__Выбранный отрывок__:
- - -

Будучи полиглотом, Бруно восхищался русским языком и прекрасно его чувствовал (хотя и говорил с акцентом). Он вспоминал, что при освоении русского языка ему большую помощь оказала Ирина Григорьевна [24] И. Г. Покровская — секретарь Б. М. Понтекорво.
, печатавшая и правившая его статьи. Он всегда относился к ней с чувством благодарности и большого уважения. Забавно, что Бруно долго не мог понять двойного отрицания, существующего в русском языке. И совсем уже был поражен, когда Мигдал привел ему пример тройного: «Нельзя не вспомнить без улыбки». Я долго растолковывал ему эту фразу, и в конце концов он восхитился этим оборотом.
Бруно часто с большим пиететом вспоминал своего учителя Э. Ферми и всю его римскую группу. Рассказывал о Э. Майоране, которого сам Э. Ферми считал гениальным физиком, о его неопубликованных замечаниях, о его загадочной судьбе. С большой тщательностью он готовил издание собрания трудов Э. Ферми на русском языке. Многое из того, что рассказывал мне Бруно о Э. Ферми, вошло в примечания, сделанные им к статьям Ферми в этом превосходном сборнике, и в книгу о Ферми, написанную Бруно. Поэтому я ограничусь только двумя замечаниями.

- - -

__Ваши задания__:
1. Кто, согласно выбранному отрывку, оказал Бруно большую помощь при освоении русского языка?
2. Объясните по выбранному отрывку, почему о Ферми сделано лишь два замечания.

- - -

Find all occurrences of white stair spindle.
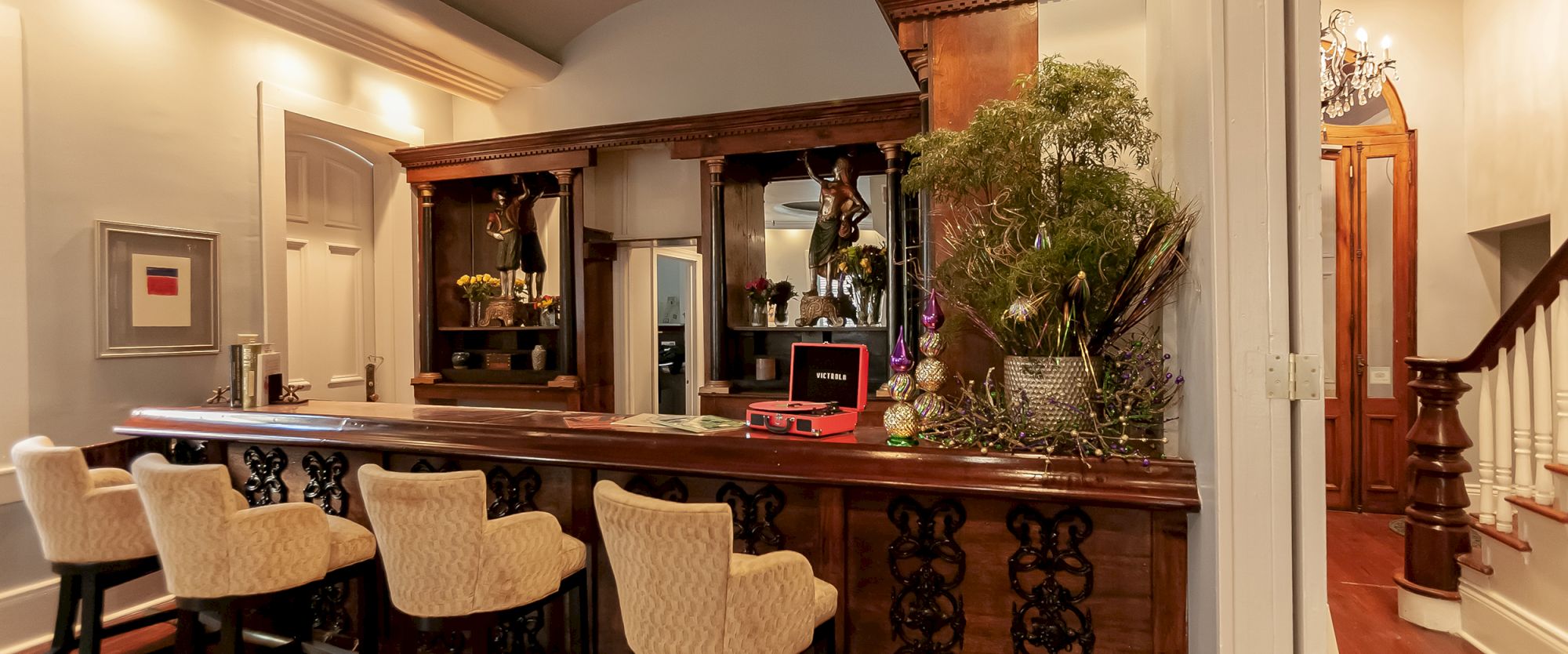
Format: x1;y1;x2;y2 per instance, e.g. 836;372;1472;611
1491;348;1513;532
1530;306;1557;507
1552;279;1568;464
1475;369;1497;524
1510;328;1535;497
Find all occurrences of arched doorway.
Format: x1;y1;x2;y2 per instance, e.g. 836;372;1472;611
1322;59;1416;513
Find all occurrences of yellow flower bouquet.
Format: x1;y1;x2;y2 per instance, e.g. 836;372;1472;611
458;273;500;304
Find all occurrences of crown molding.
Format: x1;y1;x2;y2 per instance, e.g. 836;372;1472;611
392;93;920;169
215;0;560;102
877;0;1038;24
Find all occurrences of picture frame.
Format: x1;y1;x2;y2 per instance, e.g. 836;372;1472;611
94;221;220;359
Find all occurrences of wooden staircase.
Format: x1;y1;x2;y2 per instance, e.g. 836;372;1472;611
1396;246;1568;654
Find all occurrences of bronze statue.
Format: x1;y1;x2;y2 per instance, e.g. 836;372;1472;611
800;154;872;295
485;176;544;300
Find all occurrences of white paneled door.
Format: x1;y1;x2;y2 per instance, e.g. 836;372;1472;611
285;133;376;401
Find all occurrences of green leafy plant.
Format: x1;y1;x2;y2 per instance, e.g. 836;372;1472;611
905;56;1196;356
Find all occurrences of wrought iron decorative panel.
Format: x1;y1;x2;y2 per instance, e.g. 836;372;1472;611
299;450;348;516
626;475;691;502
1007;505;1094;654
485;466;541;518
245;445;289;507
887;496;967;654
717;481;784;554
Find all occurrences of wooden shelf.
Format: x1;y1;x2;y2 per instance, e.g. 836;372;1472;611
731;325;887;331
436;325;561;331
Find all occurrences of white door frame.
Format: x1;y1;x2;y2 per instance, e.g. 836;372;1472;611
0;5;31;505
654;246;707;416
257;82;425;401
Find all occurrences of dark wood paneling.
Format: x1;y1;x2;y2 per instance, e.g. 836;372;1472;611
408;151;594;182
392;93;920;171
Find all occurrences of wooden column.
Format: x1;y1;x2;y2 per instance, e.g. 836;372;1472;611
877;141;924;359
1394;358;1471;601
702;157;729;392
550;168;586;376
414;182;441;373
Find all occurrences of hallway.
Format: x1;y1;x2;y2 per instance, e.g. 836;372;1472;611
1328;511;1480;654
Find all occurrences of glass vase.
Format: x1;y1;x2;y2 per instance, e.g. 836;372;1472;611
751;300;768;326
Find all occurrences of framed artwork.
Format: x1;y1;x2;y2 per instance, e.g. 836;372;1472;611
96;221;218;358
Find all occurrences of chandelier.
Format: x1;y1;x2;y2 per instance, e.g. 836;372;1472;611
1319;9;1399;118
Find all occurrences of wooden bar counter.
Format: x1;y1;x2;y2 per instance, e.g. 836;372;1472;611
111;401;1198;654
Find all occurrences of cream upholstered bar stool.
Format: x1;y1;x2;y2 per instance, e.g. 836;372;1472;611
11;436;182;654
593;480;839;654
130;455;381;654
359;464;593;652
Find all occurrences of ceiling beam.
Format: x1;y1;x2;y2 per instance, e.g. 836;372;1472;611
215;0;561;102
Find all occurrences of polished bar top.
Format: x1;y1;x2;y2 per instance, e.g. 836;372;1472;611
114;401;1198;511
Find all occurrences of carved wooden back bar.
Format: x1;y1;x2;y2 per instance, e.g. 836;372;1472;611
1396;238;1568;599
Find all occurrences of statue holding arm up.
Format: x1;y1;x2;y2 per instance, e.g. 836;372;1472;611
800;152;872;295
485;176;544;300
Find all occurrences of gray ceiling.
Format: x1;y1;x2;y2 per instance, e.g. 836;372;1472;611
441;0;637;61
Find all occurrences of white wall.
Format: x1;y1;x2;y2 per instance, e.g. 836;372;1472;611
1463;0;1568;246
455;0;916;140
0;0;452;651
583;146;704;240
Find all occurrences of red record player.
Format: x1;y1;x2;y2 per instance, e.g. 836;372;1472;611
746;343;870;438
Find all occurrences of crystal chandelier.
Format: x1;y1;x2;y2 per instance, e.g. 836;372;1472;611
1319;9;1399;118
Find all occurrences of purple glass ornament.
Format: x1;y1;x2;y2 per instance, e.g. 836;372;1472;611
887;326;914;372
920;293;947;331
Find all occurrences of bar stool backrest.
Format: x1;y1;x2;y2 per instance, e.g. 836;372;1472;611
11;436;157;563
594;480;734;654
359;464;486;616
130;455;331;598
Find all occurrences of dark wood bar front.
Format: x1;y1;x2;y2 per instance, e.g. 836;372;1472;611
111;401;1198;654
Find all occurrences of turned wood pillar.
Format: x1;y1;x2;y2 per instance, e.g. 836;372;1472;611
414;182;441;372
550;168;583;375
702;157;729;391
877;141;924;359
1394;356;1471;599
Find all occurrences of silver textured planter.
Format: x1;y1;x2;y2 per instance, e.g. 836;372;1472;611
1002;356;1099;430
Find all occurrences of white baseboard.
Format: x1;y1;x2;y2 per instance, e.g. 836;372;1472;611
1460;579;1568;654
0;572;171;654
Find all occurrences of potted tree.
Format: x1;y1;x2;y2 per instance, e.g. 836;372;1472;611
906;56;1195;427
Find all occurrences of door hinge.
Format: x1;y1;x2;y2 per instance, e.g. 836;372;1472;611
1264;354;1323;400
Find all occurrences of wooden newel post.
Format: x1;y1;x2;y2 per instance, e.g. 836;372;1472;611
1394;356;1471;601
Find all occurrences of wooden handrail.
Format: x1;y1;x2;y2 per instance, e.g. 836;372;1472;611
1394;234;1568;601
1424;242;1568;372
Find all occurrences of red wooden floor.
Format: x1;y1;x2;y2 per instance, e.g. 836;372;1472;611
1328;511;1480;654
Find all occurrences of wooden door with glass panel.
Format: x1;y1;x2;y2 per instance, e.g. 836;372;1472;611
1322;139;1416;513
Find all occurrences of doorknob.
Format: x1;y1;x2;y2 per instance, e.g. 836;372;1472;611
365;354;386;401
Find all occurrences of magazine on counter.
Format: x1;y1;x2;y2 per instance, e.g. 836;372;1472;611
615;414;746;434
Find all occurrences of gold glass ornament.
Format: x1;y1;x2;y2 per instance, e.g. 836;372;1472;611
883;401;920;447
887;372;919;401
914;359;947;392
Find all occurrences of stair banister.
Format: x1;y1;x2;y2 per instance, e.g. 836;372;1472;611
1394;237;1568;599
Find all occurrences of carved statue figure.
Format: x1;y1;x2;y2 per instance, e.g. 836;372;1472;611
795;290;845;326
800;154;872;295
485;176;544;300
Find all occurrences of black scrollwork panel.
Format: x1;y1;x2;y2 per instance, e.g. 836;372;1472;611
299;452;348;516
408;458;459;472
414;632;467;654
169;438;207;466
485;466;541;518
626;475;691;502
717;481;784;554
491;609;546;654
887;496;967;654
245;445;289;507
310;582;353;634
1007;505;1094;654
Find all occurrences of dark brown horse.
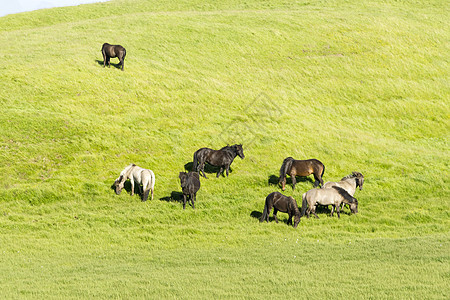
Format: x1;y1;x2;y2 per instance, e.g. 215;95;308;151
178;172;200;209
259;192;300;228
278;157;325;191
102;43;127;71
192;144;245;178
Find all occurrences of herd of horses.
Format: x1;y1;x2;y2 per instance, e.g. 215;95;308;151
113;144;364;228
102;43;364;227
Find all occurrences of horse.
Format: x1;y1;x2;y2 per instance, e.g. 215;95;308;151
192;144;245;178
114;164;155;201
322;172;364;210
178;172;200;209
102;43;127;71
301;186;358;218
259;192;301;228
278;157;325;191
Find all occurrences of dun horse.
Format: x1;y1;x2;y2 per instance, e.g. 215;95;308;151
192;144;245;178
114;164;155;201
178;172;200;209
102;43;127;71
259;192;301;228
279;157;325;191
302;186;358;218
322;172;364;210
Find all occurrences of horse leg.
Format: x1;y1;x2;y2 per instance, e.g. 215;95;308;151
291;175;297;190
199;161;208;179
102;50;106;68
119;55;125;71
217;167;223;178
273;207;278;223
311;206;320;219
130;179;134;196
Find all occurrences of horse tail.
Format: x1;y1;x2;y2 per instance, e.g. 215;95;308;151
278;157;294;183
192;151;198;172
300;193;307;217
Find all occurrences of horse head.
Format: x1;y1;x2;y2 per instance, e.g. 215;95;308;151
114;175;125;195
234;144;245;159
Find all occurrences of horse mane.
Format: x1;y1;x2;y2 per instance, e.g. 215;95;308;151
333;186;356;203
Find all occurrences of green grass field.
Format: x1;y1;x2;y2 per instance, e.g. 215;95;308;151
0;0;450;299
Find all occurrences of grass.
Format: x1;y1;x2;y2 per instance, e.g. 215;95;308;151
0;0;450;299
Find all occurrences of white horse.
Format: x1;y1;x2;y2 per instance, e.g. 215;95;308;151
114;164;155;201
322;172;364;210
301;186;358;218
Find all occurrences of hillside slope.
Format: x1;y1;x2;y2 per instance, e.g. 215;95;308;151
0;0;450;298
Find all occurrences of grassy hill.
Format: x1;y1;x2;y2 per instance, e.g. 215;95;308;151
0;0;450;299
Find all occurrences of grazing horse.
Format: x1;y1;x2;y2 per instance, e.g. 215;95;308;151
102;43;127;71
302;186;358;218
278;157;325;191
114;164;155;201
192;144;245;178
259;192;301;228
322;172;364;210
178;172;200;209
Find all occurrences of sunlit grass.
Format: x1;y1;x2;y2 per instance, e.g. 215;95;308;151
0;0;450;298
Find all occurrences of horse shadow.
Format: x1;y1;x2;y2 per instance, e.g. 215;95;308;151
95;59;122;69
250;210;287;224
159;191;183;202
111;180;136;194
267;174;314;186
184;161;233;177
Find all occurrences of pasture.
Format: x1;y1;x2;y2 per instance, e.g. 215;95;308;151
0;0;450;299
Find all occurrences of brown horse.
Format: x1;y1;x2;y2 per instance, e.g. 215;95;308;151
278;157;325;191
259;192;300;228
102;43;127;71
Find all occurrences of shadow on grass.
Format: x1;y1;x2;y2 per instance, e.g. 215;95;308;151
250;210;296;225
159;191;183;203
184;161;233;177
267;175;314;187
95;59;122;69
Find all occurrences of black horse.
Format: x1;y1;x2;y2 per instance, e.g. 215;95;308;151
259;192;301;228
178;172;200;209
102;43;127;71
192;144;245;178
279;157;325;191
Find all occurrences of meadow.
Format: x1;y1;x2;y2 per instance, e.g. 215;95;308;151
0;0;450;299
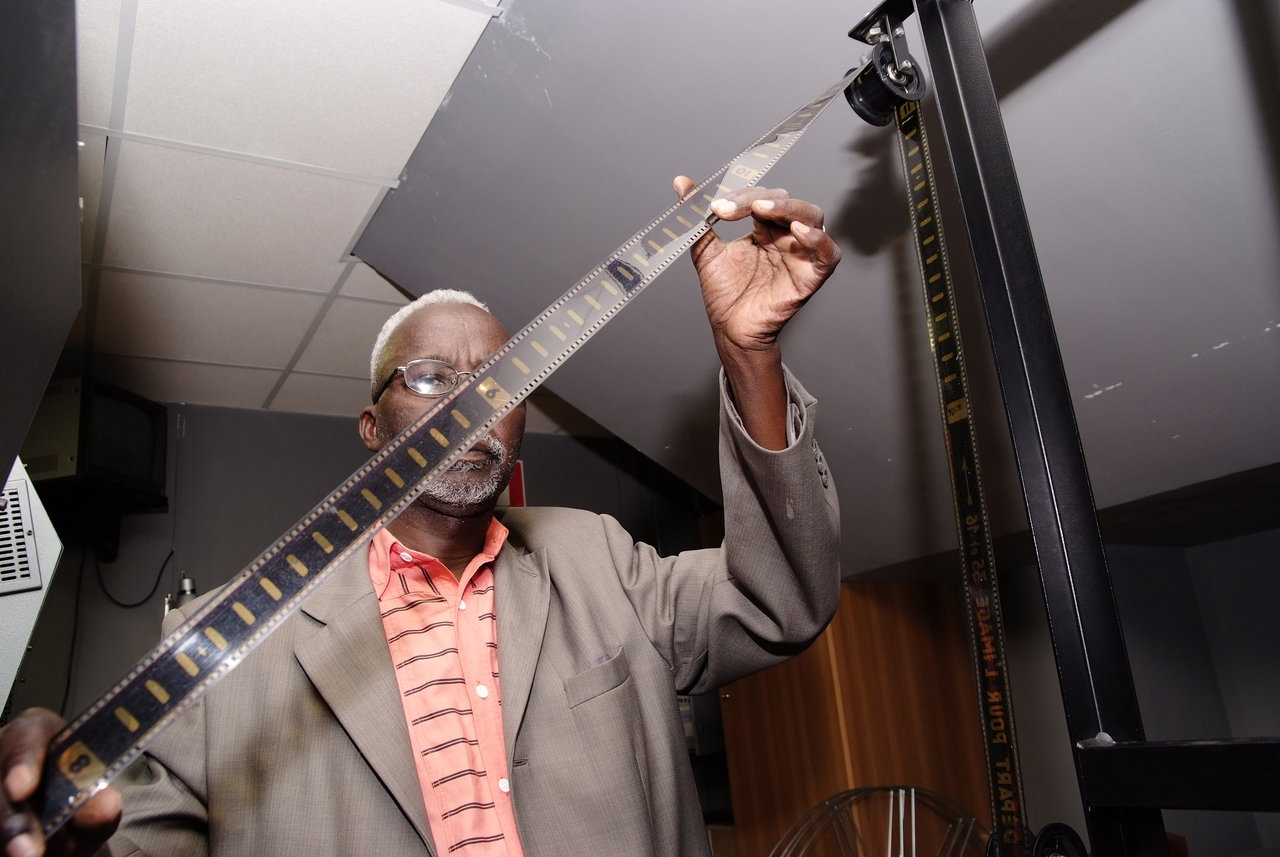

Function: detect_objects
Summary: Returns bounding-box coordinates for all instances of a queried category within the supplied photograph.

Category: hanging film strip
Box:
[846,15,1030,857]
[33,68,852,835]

- - -

__Ответы к упражнению__:
1. Ирина Григорьевна, которая печатала и правила его статьи.

2. Многое из того, что Бруно рассказывал о Ферми, уже вошло в его примечания к статьям Ферми в собрании трудов на русском языке и в написанную им книгу о Ферми. Поэтому рассказчик ограничивается двумя замечаниями.